Required work:
Your task is to print all of the data word for word.

Dataset entries
———
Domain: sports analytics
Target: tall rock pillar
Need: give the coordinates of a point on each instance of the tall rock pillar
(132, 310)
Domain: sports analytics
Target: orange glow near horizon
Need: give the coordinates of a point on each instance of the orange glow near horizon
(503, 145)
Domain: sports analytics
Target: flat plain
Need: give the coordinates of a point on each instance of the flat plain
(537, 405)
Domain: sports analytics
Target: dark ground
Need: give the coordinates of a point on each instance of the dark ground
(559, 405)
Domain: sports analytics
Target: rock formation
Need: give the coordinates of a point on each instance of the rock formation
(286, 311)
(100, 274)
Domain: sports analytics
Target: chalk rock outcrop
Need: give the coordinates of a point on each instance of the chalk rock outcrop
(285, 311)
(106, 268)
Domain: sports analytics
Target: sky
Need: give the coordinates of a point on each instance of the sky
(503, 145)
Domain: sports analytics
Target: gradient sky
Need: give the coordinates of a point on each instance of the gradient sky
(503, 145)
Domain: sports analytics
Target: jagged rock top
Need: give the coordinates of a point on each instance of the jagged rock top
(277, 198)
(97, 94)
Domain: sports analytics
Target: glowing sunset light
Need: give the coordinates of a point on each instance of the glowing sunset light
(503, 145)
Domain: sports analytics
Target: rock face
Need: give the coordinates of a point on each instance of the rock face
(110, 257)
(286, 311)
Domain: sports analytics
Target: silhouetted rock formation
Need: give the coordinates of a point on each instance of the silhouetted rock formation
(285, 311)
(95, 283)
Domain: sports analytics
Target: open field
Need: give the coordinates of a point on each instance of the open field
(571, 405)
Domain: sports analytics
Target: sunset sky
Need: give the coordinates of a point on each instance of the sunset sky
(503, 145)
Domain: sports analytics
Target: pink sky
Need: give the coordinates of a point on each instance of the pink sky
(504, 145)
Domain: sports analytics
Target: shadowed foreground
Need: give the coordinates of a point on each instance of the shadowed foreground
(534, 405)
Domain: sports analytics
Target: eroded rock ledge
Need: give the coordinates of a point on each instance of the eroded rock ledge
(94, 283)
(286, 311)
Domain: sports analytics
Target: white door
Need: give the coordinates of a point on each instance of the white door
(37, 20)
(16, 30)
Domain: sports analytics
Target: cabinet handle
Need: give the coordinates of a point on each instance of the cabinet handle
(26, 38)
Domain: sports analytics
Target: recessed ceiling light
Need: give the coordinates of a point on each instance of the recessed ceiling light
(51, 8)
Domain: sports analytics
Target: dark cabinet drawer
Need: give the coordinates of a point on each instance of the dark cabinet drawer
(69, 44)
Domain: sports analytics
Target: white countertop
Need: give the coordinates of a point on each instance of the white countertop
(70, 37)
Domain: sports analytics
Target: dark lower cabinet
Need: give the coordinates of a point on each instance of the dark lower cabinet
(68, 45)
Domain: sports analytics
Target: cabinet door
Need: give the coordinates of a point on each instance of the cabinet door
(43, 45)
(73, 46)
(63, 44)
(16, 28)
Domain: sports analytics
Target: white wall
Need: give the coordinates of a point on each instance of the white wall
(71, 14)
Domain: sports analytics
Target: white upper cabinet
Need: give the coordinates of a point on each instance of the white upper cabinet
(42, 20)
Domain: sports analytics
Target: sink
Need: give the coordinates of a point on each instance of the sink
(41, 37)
———
Solution to this exercise:
Domain: sports analytics
Target: tall rock pillar
Need: give the coordinates of a point on each instance of the tall rock pillar
(132, 310)
Domain: sports analytics
Target: orange glow near horizon
Need: give the coordinates of a point on each instance of the orange glow near horizon
(503, 145)
Domain: sports analytics
Target: flat plain
Need: give the coordinates of a point on each instance of the flat plain
(537, 405)
Domain: sports analytics
Target: dark ground
Need: give the coordinates of a point on each instance of the dark ground
(559, 405)
Domain: sports analytics
Target: rock formation
Need: give the coordinates of a point on each instance of the rock formation
(286, 311)
(100, 274)
Domain: sports analytics
Target: chalk rock outcrop
Need: give the coordinates of a point on each instance of the chalk rock outcrop
(285, 311)
(106, 268)
Domain: sports analytics
Target: sky
Need: give the coordinates of a point on each instance of the sky
(503, 145)
Domain: sports analytics
Target: gradient sky
Need: give the coordinates of a point on each instance of the gradient sky
(503, 145)
Domain: sports analytics
Target: jagged rock top
Need: give the coordinates of a point on each instance of the jagged rock top
(277, 198)
(97, 94)
Domain: sports analytics
Target: glowing sunset light
Need: give the coordinates of a point on each instance of the glowing sunset light
(503, 145)
Domain: sports analytics
Target: rock face
Need: give the coordinates of a point on each instance of the rock face
(110, 257)
(286, 311)
Domain: sports analytics
Target: silhouetted rock formation
Need: give the coordinates of a point on each instance of the silhouetted rock formation
(285, 311)
(95, 283)
Domain: sports analytics
Target: open field
Need: give the coordinates of a point on each instance of the open field
(571, 405)
Domain: sports analytics
Target: sunset sky
Need: give the coordinates of a point on each instance of the sunset sky
(503, 145)
Domain: sports analytics
Target: pink sky
Need: give the coordinates of a point on each instance of the pink sky
(504, 145)
Domain: sports analytics
Target: shadowed foreground
Need: give the coordinates of a point on each instance of the shadowed foreground
(534, 405)
Domain: sports analytics
Target: eroded rock ledge
Need: give the coordinates of a point on each instance of the eroded rock ledge
(94, 283)
(286, 311)
Domain: sports analytics
Target: white door
Need: give the coordinates of a point on each instance of the white door
(37, 20)
(16, 30)
Domain: sports analytics
Target: cabinet handle
Need: give the coordinates of a point on each instance of the cabinet handle
(26, 38)
Domain: sports analytics
Target: recessed ceiling light
Need: give the coordinates of a point on each instance of the recessed ceiling light
(51, 8)
Domain: sports analytics
Target: dark cabinet drawer
Need: give the coordinates of a point on each instance of the dark cabinet drawer
(69, 44)
Domain: sports analytics
Target: white countertop
Need: give the coordinates of a point on each instance of the white countertop
(70, 37)
Domain: sports analytics
Target: dark lower cabinet
Need: give the coordinates of a point on each instance of the dark lower cabinet
(68, 45)
Domain: sports analytics
Target: cabinet door
Need: give the coordinates of a point on each instance of the cabinet door
(43, 45)
(73, 46)
(63, 44)
(16, 28)
Domain: sports analytics
Target: white wall
Need: give the coordinates of a point on each instance of the white wall
(71, 14)
Domain: sports analytics
Target: white upper cabinet
Need: give the coordinates of a point on each instance of the white upper cabinet
(42, 20)
Domain: sports analytics
Target: sink
Need: give the coordinates of a point on each instance of the sink
(41, 37)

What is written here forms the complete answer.